* Data lines:
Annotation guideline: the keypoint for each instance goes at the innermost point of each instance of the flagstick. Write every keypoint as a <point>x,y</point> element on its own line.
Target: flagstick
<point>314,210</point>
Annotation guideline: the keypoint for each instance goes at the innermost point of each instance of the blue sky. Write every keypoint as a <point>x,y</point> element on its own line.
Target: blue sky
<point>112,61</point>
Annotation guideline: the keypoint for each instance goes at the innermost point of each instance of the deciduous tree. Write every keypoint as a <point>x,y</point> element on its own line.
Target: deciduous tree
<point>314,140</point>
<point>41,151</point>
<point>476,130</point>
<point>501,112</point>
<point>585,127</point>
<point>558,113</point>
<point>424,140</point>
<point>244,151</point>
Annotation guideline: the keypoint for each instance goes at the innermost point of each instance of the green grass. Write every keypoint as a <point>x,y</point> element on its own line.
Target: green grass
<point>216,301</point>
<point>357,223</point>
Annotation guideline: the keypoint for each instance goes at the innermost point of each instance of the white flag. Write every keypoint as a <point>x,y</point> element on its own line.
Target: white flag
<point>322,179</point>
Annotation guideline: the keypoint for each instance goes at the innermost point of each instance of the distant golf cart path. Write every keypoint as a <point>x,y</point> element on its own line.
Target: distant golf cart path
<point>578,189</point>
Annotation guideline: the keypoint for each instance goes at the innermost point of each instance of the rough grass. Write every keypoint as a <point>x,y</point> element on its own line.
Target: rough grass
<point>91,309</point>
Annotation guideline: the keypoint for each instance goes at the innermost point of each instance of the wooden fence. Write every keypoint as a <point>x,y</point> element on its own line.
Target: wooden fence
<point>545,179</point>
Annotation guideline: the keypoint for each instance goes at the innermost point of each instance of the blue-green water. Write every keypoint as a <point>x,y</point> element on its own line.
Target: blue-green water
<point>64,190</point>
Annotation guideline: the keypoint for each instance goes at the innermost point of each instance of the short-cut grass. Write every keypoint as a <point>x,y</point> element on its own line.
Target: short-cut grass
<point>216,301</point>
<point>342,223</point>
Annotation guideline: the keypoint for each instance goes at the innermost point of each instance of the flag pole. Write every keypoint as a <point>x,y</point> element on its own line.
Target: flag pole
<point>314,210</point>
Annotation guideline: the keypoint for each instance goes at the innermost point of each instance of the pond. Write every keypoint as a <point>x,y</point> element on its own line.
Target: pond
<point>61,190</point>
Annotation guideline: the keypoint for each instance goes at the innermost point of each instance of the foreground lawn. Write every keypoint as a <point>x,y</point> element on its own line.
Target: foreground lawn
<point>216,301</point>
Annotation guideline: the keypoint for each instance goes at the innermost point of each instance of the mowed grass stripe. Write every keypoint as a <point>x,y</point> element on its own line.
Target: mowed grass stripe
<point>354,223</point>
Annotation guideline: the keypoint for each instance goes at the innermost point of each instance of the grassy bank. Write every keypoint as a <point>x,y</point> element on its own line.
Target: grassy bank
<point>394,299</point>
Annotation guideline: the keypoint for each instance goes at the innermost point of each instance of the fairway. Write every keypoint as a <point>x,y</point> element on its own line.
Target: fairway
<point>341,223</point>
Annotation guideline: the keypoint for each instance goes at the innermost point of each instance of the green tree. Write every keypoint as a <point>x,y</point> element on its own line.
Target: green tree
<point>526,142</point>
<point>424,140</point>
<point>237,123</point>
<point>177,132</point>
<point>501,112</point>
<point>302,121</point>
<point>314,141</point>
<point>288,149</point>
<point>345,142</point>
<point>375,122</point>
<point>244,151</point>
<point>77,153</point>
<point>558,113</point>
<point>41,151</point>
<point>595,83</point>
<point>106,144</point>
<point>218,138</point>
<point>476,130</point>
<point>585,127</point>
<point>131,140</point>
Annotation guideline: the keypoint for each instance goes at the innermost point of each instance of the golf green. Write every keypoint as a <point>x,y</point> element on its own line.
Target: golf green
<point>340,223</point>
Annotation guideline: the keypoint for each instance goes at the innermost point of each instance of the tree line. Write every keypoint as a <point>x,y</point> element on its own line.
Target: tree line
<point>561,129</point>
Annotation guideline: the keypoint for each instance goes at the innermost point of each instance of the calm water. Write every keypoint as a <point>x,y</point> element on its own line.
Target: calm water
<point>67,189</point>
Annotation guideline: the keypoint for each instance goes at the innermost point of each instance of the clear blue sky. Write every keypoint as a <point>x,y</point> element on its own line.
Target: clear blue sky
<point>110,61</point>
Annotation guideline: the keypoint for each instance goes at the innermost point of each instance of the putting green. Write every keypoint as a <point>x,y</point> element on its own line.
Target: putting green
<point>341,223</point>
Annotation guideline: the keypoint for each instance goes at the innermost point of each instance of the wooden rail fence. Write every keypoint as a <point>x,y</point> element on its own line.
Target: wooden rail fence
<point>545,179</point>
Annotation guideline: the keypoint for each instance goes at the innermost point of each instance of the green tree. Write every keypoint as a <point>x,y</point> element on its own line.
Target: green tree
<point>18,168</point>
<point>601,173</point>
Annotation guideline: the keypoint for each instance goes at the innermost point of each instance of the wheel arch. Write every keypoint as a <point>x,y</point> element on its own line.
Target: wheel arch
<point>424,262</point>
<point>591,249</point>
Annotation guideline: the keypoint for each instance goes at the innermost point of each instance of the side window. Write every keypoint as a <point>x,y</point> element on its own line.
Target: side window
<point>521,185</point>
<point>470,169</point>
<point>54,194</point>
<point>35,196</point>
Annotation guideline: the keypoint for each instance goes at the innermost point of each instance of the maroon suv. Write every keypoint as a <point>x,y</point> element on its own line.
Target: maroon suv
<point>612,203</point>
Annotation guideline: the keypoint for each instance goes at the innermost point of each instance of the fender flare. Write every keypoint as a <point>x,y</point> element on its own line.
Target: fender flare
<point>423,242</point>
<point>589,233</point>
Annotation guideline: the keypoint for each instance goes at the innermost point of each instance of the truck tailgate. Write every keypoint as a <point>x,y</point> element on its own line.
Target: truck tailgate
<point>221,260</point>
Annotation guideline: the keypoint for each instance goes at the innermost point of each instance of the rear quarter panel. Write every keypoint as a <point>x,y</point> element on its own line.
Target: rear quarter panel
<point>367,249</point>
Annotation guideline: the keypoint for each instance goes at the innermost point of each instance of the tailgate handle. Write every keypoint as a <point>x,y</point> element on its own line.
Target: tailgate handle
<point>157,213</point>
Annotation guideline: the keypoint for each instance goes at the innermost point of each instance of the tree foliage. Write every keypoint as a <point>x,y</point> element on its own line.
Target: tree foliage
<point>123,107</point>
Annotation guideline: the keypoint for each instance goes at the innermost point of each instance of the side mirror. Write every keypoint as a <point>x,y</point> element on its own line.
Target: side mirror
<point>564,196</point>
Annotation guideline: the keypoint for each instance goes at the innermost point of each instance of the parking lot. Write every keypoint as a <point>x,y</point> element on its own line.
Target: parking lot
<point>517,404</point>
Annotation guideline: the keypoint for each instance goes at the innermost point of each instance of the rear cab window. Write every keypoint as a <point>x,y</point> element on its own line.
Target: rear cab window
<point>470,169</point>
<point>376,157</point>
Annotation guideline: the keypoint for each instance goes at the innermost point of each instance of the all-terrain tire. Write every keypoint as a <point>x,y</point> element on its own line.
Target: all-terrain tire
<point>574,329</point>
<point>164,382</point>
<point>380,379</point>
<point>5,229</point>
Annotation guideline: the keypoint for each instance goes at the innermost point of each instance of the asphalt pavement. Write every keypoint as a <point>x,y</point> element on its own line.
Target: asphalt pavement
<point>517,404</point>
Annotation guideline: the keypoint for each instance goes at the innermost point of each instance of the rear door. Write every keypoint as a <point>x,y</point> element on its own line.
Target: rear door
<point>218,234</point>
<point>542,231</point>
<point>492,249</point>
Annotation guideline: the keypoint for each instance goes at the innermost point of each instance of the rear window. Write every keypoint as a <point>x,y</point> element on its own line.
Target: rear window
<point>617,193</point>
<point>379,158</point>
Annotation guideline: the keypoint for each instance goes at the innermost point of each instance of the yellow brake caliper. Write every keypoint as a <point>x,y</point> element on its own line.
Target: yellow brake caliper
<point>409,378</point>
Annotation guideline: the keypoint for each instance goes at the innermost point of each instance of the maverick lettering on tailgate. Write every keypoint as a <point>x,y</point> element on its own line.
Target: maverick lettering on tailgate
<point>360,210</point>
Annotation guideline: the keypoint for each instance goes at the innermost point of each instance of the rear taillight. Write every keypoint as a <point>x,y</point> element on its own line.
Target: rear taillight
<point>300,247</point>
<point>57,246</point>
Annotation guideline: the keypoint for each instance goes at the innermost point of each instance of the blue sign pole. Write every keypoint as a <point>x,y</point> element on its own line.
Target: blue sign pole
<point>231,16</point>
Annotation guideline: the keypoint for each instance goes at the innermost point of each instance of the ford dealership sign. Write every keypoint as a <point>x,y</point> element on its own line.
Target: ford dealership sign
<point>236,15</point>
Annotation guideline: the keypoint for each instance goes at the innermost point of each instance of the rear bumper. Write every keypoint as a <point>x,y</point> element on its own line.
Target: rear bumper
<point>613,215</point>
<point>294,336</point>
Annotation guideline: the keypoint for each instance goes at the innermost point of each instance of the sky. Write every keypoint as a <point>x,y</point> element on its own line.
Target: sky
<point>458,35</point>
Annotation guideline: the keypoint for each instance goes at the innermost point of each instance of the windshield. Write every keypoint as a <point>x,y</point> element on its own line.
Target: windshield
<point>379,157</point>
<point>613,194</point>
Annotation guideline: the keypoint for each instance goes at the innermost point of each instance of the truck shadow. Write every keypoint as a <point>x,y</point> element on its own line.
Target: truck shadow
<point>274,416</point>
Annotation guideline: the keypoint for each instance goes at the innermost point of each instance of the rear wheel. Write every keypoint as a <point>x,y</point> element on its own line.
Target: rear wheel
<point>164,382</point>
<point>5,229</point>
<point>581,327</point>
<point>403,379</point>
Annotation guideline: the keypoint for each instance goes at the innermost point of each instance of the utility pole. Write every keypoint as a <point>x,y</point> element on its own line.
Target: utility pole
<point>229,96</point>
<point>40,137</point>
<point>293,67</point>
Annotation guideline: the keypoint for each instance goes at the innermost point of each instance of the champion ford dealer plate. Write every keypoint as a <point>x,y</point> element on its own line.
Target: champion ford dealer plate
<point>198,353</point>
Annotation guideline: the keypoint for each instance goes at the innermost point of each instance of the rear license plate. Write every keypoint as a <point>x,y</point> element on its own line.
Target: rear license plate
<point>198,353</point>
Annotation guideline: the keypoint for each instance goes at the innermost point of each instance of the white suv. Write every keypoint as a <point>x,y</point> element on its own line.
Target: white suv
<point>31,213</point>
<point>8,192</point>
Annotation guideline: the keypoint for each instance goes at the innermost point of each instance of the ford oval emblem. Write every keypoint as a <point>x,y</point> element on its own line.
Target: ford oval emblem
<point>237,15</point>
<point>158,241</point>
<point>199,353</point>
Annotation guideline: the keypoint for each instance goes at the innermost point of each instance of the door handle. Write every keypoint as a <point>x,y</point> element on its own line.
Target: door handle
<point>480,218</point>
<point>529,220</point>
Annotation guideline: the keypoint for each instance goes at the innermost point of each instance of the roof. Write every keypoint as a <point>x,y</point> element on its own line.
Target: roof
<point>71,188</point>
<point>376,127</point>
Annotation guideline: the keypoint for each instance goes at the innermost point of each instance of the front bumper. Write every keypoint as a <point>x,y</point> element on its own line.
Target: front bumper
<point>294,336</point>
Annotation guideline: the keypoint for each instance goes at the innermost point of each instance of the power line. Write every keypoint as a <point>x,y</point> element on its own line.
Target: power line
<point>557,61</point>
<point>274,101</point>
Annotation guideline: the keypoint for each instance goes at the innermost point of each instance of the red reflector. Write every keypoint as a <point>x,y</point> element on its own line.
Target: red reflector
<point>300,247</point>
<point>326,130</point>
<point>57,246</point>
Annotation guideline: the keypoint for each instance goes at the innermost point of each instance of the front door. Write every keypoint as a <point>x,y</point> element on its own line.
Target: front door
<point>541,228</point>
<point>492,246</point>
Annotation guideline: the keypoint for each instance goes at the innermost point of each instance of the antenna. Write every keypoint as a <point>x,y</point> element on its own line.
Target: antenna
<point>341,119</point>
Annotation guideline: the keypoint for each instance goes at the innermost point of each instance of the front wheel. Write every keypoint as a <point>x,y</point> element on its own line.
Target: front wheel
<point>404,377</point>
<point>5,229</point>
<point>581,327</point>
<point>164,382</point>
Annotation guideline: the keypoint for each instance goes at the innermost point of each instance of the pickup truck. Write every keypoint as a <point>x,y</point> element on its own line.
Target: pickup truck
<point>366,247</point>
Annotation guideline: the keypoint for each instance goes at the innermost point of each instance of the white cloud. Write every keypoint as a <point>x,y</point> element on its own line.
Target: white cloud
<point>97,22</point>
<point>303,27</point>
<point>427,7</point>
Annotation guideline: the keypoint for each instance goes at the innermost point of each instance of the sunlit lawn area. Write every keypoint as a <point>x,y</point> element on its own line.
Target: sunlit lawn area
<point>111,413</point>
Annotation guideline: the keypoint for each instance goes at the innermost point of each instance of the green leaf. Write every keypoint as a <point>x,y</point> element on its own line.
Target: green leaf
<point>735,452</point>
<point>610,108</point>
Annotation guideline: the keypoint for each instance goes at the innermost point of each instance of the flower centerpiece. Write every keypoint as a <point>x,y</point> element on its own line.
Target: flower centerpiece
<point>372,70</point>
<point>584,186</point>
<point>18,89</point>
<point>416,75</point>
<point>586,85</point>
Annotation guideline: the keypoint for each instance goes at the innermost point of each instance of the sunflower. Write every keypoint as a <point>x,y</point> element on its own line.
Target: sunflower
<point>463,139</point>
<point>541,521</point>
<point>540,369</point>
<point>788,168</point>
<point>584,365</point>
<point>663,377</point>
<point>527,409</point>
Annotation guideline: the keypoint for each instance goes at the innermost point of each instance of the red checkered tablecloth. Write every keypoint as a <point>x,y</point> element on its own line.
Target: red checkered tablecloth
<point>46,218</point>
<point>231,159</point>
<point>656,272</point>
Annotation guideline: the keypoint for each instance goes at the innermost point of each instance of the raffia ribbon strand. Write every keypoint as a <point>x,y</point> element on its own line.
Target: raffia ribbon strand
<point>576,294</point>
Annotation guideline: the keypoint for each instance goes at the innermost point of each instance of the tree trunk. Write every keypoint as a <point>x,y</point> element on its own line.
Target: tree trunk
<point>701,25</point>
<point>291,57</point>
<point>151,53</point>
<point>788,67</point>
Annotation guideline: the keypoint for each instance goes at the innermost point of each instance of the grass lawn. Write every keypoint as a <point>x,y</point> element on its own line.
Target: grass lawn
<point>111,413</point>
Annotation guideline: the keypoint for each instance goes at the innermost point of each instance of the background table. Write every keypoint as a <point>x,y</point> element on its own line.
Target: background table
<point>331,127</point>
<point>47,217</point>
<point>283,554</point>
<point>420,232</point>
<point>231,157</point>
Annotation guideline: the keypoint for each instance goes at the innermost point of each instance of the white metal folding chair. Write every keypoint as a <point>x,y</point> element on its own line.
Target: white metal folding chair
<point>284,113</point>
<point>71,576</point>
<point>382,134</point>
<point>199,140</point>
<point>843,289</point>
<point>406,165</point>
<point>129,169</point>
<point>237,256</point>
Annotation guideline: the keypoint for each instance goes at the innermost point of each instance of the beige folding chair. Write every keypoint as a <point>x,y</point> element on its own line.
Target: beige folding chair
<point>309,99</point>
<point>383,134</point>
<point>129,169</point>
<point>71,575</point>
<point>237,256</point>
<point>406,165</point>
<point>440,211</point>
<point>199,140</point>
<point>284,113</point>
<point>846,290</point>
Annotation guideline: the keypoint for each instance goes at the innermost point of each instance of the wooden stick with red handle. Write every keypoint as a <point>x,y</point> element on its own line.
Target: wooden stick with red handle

* TO DO: Repeat word for word the lines of the listing from the line containing "of the background" to the line containing "<point>231,157</point>", including both of those lines.

* SOLUTION TO THIS EXERCISE:
Annotation guideline: the keypoint for each instance goes at the innermost point of each instance of the background table. Write every keypoint as a <point>x,y</point> element on its own line.
Target: background table
<point>331,127</point>
<point>47,217</point>
<point>283,554</point>
<point>420,232</point>
<point>231,157</point>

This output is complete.